## [What you should do]
Transcribe the data that follows. Match it character for character.

[Data extract Boundary: Start]

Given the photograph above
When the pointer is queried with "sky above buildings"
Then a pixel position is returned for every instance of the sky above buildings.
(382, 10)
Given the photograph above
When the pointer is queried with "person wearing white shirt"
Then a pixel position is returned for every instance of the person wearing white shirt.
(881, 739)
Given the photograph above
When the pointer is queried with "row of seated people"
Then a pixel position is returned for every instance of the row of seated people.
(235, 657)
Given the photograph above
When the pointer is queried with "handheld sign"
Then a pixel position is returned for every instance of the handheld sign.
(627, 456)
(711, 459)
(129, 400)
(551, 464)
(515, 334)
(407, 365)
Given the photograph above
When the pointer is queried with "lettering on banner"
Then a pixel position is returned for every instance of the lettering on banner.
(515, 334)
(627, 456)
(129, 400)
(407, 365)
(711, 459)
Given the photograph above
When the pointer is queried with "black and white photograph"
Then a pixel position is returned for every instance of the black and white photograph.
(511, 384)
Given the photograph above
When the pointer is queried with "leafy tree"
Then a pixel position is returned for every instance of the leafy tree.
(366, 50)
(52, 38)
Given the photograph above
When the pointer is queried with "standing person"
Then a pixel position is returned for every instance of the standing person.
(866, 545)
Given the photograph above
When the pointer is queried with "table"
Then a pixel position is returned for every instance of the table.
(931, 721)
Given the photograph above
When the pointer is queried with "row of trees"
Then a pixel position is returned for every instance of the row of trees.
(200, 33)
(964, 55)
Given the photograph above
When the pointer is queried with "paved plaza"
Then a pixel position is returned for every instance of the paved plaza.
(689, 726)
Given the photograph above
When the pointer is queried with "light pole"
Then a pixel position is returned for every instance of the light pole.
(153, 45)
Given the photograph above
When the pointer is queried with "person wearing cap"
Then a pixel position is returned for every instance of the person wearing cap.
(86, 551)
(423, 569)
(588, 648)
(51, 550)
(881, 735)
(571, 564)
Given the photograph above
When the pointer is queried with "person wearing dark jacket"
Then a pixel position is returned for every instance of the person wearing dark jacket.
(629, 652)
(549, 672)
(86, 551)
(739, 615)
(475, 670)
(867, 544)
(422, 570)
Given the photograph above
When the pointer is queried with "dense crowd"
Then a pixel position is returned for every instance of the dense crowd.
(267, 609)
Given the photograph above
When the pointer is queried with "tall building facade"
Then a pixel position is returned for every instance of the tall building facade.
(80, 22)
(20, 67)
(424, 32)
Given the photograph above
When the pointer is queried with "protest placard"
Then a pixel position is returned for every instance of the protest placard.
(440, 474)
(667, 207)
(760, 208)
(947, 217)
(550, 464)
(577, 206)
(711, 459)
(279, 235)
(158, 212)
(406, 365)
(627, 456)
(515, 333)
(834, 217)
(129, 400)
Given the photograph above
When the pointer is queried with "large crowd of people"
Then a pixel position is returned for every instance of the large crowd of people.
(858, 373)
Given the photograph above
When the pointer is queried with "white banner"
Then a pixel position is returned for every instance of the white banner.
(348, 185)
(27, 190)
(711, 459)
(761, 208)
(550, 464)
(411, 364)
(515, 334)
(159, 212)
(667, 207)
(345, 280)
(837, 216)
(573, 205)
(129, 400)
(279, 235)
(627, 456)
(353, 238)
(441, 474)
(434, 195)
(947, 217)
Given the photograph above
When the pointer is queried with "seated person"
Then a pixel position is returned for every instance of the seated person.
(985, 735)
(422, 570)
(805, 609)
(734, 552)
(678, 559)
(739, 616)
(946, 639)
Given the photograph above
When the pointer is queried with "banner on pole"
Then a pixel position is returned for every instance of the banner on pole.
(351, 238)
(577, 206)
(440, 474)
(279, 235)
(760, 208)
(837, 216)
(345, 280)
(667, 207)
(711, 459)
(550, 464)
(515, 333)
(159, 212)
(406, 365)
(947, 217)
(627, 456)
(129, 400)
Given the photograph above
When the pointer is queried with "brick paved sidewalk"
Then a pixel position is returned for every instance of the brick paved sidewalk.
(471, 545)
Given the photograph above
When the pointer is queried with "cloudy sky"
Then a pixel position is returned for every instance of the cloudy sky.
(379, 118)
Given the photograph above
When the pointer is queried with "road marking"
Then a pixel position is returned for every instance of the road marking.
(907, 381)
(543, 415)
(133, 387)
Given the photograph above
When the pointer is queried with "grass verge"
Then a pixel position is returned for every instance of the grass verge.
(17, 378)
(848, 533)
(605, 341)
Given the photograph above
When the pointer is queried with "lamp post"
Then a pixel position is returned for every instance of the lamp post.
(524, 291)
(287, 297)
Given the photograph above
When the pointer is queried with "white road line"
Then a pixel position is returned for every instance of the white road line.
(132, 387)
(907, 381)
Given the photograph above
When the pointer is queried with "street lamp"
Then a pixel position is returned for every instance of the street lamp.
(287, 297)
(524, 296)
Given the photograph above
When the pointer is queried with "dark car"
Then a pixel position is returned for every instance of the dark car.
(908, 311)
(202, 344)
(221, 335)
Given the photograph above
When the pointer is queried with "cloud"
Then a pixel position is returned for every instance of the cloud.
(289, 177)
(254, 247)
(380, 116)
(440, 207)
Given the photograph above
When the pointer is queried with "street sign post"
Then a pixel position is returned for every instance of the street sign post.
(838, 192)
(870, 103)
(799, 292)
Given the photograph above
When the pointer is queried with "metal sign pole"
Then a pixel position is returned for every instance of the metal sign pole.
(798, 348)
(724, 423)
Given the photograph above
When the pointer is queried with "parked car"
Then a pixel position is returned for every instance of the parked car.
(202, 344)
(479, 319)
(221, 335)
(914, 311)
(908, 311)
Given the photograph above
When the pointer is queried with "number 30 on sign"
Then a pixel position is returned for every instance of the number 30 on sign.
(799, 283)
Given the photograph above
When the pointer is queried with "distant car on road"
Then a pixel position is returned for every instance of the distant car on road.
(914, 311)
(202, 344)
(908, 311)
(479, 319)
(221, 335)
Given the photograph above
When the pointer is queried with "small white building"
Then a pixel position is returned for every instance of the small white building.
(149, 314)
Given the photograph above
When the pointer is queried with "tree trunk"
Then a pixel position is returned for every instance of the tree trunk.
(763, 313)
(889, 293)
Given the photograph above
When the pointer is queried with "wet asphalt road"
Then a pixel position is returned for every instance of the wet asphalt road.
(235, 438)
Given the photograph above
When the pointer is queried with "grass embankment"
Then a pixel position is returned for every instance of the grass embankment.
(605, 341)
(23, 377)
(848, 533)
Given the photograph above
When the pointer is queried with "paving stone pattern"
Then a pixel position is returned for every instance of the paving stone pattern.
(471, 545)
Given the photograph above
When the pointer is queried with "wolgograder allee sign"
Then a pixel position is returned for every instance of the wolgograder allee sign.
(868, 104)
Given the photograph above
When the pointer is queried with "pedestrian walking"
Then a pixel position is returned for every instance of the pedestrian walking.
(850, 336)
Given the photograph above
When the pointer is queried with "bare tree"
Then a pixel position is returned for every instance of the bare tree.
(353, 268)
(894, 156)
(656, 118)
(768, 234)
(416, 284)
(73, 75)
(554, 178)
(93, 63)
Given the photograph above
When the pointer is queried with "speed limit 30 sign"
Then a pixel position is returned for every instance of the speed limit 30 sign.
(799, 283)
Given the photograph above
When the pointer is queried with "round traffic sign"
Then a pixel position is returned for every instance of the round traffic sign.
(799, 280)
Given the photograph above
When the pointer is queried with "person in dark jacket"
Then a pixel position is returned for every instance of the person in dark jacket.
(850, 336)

[Data extract Boundary: End]

## [Solution for this task]
Given the photograph above
When the pointer is queried with "sky above buildings"
Then a pixel position is returned for every instance of the sky above buildings.
(382, 10)
Given the photograph above
When the pointer is queried with "person wearing white shirt"
Then a pixel position is returned for every instance of the person wearing white shirt.
(881, 739)
Given the photograph above
When the pointer is queried with "row of seated people"
Then a pixel position is returned for every instance of the row of seated people.
(235, 657)
Given the photograph above
When the pointer is queried with "handheld sign"
Then a pixel position is returned for every instance of the handheld sign.
(627, 456)
(711, 459)
(129, 400)
(551, 464)
(515, 334)
(407, 365)
Given the photograph above
When the pointer is queried with "lettering on banner"
Then a pixel position is returned for every instance of the lettering on banner.
(515, 334)
(627, 456)
(129, 400)
(407, 365)
(711, 459)
Given the photograph above
When the pointer is queried with "black and white photograph"
Then a pixel position is returned for every instance of the black and white photograph.
(511, 384)
Given the photograph above
When the pointer is queried with "leafy tree"
Then a pixel position is returned for every instance of the leafy tree.
(366, 50)
(52, 38)
Given the photograph above
When the pointer is queried with "standing person"
Then a pixel position is returned for every instance of the standing person.
(866, 545)
Given the photograph above
When the pointer is queried with "table"
Then a pixel position is returned for every instance of the table.
(931, 721)
Given the photograph above
When the pointer is queried with "row of trees"
Then a pixel position is returned for every instance of the row of trees.
(200, 33)
(964, 55)
Given the photograph above
When the pointer is queried with "paved plaza"
Then a pixel position is returned for every instance of the paved plaza.
(689, 726)
Given the photograph above
When the pointer is queried with "light pole"
Then a pixel position is returned for every instance of the light pole.
(153, 45)
Given the photograph above
When the pointer is queried with "person wearing cap"
Then a pixel position is returned for every instance of the person wearing cap.
(86, 551)
(423, 569)
(588, 648)
(51, 550)
(881, 735)
(571, 564)
Given the photograph above
When the pointer is queried with "person wearing dark jacket"
Then a pixel position is returned for every instance of the person wearing dark jacket.
(629, 652)
(549, 672)
(86, 551)
(739, 615)
(475, 670)
(867, 544)
(422, 570)
Given the photograph above
When the pointer is queried with "dense crowd"
Then a pixel position is returned for every instance of the dense crowd.
(267, 609)
Given the photograph above
When the pointer is queried with "tall building facade"
Then a pixel position is returned for every instance of the tall building facade.
(80, 22)
(20, 67)
(424, 32)
Given the photograph above
When the pointer is queried with "protest placard"
Then a pixel position is returned for every instance of the protest placard.
(440, 474)
(667, 207)
(760, 208)
(947, 217)
(550, 464)
(577, 206)
(711, 459)
(279, 235)
(158, 212)
(406, 365)
(627, 456)
(515, 333)
(834, 217)
(129, 400)
Given the photograph above
When the pointer is queried with "large crowd of people"
Then a pixel position is returned for every instance of the large crowd of people.
(858, 373)
Given the photograph above
When the pointer is queried with "white banner"
Then a pixel position is returned for every instance of the white banner.
(348, 185)
(27, 190)
(711, 459)
(761, 208)
(550, 464)
(411, 364)
(515, 334)
(159, 212)
(667, 207)
(345, 280)
(837, 216)
(573, 205)
(129, 400)
(279, 235)
(627, 456)
(353, 238)
(441, 474)
(434, 195)
(947, 217)
Given the photograph above
When the pointer is queried with "seated person"
Then a pixel position is returned for every instance of the seated person.
(985, 735)
(422, 570)
(805, 609)
(734, 552)
(678, 559)
(739, 616)
(946, 639)
Given the photograph above
When the pointer is queried with "banner on pole"
Then a pixel position is returned for every instance of the banner on pole.
(351, 238)
(577, 206)
(440, 474)
(279, 235)
(760, 208)
(837, 216)
(345, 280)
(667, 207)
(711, 459)
(550, 464)
(515, 333)
(159, 212)
(406, 365)
(947, 217)
(627, 456)
(129, 400)
Given the photograph above
When the pointer is queried with "brick paved sidewalk"
Then a pixel position is returned for every instance of the brick paved sidewalk.
(471, 545)
Given the photograph above
When the pointer is queried with "cloudy sky"
Then a pixel position is returned for every instance of the cloudy sky.
(379, 118)
Given the photograph above
When the pointer is queried with "road marking"
Then a pixel position is returned for every instance of the road marking.
(907, 381)
(543, 415)
(133, 387)
Given the photograph above
When the pointer is queried with "grass verge"
Then a pixel position is returned for every instance of the grass verge.
(17, 378)
(848, 533)
(605, 341)
Given the photograph above
When the pointer is queried with "lamp post"
Then a pixel position is returned for every instance of the lamp post.
(524, 291)
(287, 297)
Given the photograph above
When the pointer is queried with "white road line"
Then a pixel position is returned for every instance of the white road line.
(132, 387)
(907, 381)
Given the photograph above
When the pointer is queried with "street lamp"
Then a pixel position is returned for every instance of the street lamp.
(287, 297)
(524, 296)
Given the photograph above
When the pointer is queried with "dark car"
Then a pixel position is returned for every instance of the dark car.
(908, 311)
(202, 344)
(221, 335)
Given the photograph above
When the pointer is queried with "cloud"
Then a pixel position is returned for every instance of the cloud.
(289, 177)
(254, 247)
(380, 116)
(440, 207)
Given the photograph above
When the pointer is queried with "street sign post"
Then a pixel position is returned for every instance of the street sign post.
(838, 192)
(870, 103)
(799, 292)
Given the photograph above
When the pointer is queried with "metal sign pole"
Then a pixel position is returned for every instance of the metal sign pole.
(798, 348)
(724, 423)
Given the photograph above
When the pointer is queried with "parked car"
Then a pixel position is returned for every instance of the parked car.
(202, 344)
(479, 319)
(221, 335)
(914, 311)
(908, 311)
Given the photograph above
When the pointer is queried with "number 30 on sign"
Then a pixel position is returned for every instance of the number 30 on sign.
(799, 283)
Given the photograph above
When the pointer is queried with "distant car on road"
Then a pixel position is returned for every instance of the distant car on road.
(914, 311)
(202, 344)
(908, 311)
(479, 319)
(221, 335)
Given the photograph above
When the pointer is queried with "small white building"
Then a pixel position is returned for every instance of the small white building.
(149, 314)
Given the photograph above
When the pointer is queried with "tree trunk"
Then a pixel position is returned for every instance of the tree trunk.
(763, 313)
(889, 293)
Given the photograph above
When the pointer is queried with "wet asphalt road"
Then a pixel position is returned for every instance of the wet asphalt road.
(235, 438)
Given the photograph above
When the pointer is queried with "grass embankment"
Then a pixel position is returned for every instance of the grass embankment.
(605, 341)
(23, 377)
(848, 533)
Given the photograph above
When the pointer is queried with "paving stone pattern"
Then a pixel position is returned for every instance of the paving stone pattern.
(471, 545)
Given the photograph above
When the pointer is queried with "wolgograder allee sign"
Then a pixel position is returned for every instance of the wolgograder allee sign.
(868, 104)
Given the photograph above
When the pointer is queried with "pedestrian walking"
Then a pixel position is returned for every instance of the pedestrian walking.
(850, 336)
Given the photograph above
When the pointer is queried with "bare tree"
Then a pixel position is returned for every instance of the bare tree.
(353, 268)
(894, 156)
(656, 118)
(768, 234)
(416, 284)
(73, 75)
(554, 178)
(93, 63)
Given the photograph above
When the pointer is queried with "speed limit 30 sign"
Then a pixel position is returned for every instance of the speed limit 30 sign.
(799, 283)
Given the photograph above
When the pointer is queried with "round traffic sign"
Then a pixel position is returned for every instance of the round traffic sign.
(799, 280)
Given the photograph above
When the pointer is queried with "person in dark jacket"
Then a pixel position is returned for every instance of the person in dark jacket.
(850, 336)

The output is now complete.